[Start of Attachment]

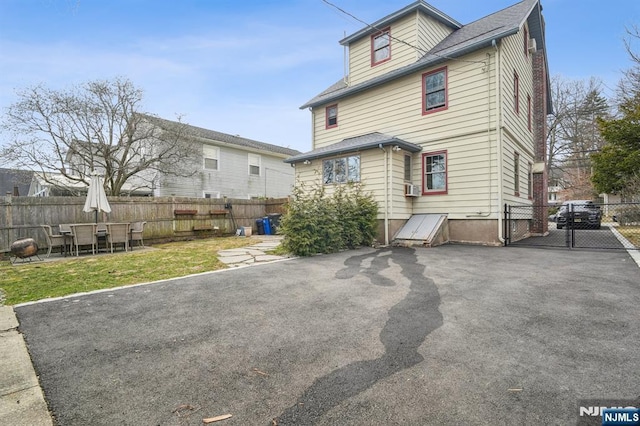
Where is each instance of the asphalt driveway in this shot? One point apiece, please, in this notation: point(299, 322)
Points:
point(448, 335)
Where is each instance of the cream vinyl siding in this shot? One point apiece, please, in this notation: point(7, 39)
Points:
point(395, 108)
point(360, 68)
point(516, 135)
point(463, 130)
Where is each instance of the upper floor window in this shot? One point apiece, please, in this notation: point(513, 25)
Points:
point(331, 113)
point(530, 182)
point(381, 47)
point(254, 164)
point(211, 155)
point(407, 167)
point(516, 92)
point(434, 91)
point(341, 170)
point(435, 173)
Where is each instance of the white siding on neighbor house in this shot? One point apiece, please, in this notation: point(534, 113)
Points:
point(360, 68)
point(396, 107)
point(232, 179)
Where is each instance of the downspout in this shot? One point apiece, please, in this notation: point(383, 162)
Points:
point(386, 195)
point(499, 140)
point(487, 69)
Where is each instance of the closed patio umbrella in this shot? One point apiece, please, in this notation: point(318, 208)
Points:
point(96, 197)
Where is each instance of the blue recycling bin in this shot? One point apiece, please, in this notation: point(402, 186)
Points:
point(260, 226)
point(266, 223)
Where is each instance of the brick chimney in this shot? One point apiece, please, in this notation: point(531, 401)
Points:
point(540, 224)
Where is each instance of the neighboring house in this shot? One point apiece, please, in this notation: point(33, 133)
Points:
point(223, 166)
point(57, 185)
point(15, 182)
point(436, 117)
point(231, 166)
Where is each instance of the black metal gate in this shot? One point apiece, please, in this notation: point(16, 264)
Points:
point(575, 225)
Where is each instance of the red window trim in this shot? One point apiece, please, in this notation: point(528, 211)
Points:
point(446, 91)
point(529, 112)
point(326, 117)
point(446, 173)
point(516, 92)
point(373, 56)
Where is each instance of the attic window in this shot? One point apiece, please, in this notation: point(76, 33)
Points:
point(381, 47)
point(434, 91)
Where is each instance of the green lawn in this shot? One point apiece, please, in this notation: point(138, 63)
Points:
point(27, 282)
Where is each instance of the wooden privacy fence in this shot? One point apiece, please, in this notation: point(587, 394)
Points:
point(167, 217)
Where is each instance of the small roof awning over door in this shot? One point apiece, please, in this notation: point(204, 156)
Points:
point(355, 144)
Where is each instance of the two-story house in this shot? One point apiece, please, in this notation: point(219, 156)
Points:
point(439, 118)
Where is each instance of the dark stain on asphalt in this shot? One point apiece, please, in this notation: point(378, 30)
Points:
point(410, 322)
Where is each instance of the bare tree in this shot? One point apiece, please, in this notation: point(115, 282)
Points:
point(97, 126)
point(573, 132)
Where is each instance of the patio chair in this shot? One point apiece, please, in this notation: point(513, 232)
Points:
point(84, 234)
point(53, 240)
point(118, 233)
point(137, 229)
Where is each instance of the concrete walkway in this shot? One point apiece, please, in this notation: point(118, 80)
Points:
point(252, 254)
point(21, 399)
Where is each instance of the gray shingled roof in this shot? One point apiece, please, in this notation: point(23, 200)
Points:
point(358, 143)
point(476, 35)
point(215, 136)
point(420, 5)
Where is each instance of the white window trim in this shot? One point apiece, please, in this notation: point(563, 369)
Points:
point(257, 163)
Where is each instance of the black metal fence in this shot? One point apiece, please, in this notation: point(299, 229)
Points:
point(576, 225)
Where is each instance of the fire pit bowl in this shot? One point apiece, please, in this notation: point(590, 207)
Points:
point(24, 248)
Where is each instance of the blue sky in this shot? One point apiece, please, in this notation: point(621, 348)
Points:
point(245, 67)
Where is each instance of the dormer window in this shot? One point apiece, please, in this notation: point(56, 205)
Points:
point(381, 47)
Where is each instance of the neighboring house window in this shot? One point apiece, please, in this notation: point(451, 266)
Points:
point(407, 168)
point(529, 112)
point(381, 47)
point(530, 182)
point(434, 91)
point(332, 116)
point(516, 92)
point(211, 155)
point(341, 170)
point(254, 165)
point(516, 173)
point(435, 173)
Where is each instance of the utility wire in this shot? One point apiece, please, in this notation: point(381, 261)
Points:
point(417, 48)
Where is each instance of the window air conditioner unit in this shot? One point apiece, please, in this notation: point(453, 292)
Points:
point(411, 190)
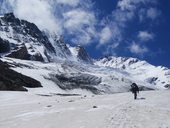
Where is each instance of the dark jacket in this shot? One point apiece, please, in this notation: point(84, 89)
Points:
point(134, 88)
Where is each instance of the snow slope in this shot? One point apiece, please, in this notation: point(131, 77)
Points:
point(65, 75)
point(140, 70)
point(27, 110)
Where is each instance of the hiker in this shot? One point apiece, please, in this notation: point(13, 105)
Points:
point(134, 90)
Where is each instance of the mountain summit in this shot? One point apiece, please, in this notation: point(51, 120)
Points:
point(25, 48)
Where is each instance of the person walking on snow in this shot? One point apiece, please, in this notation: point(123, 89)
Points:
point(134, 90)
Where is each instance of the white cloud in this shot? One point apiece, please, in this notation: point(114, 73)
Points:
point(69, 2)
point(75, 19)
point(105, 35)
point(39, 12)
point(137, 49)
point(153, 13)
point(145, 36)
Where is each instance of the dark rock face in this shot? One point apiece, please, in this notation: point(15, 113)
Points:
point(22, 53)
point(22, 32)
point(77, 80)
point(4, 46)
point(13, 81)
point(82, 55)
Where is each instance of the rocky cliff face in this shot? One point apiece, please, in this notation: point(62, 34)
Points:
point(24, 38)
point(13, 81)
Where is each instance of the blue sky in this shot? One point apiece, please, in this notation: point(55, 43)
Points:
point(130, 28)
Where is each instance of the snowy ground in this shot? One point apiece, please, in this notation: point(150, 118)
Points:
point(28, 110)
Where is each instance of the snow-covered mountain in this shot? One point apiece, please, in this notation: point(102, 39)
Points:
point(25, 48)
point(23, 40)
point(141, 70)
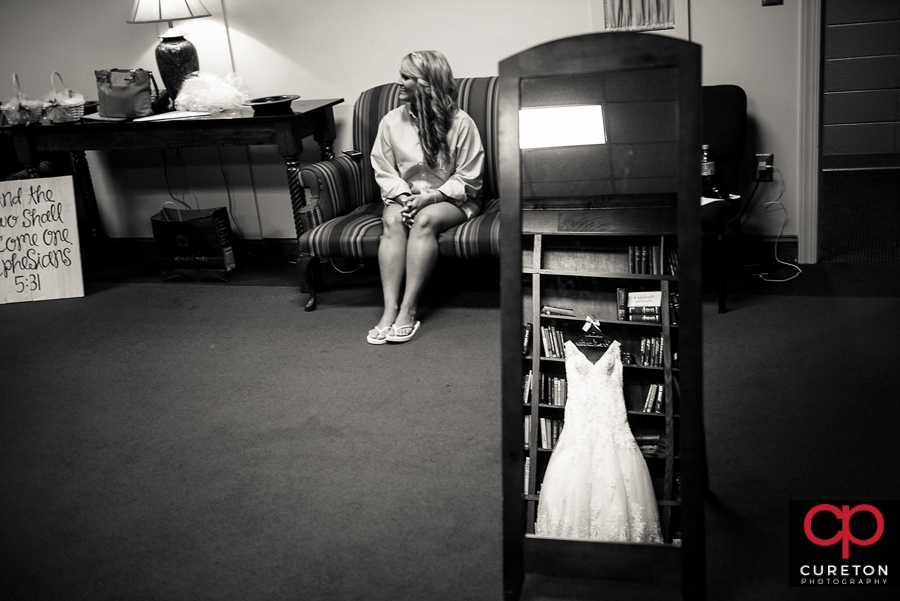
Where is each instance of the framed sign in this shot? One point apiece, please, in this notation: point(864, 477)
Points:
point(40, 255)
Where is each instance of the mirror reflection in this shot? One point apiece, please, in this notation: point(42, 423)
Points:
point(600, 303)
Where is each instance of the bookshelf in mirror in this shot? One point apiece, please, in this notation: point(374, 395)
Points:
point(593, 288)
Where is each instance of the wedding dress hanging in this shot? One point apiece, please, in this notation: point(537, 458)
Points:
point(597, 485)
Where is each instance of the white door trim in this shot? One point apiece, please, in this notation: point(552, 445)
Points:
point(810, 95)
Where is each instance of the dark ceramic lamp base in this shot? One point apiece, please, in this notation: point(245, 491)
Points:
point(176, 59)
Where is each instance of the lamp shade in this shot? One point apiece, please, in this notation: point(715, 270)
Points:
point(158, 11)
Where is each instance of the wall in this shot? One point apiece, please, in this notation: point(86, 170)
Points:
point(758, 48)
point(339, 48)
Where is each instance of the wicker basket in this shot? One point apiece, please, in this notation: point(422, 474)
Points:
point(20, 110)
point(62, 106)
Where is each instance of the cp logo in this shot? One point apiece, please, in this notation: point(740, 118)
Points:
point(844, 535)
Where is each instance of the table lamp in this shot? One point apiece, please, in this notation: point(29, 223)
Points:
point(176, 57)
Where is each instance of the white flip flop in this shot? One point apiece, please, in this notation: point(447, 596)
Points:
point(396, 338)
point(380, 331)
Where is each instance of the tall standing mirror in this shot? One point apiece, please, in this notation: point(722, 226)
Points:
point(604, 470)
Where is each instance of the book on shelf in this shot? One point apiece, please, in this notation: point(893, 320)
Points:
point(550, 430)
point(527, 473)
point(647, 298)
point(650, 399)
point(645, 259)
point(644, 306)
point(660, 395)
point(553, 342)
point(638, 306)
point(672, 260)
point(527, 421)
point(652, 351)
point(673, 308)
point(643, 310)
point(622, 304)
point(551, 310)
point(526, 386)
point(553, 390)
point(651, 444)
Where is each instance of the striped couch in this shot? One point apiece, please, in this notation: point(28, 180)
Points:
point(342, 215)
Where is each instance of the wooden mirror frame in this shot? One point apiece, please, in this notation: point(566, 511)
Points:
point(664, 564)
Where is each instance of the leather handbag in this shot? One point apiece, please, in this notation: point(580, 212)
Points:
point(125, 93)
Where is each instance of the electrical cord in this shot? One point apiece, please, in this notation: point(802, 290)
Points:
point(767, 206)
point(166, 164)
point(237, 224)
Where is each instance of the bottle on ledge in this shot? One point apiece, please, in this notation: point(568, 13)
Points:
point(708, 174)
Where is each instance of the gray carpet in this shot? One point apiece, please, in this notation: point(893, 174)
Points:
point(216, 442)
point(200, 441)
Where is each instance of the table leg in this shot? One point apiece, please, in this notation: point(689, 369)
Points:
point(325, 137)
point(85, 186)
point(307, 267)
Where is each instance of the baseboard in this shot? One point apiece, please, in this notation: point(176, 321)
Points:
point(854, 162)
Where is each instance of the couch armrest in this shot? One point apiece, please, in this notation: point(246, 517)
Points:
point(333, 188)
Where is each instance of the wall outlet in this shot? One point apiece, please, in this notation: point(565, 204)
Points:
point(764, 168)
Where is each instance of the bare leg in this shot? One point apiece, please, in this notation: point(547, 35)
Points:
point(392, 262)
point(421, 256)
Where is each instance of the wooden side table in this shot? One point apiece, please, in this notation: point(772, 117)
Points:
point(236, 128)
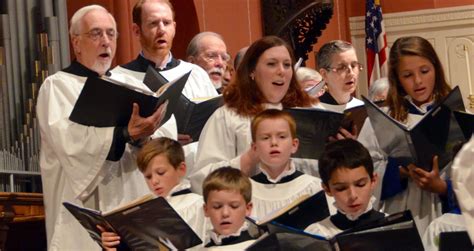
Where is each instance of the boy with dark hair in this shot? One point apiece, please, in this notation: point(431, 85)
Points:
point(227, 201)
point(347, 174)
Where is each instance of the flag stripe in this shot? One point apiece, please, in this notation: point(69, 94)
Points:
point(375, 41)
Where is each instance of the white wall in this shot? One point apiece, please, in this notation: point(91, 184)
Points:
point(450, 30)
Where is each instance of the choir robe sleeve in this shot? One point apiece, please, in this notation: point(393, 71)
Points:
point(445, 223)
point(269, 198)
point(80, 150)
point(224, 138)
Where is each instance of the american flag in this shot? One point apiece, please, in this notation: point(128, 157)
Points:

[End of Attachment]

### WORK ITEM
State how many lines in the listing above contain "couch". Offer nothing besides that number.

### EXPECTED OUTPUT
2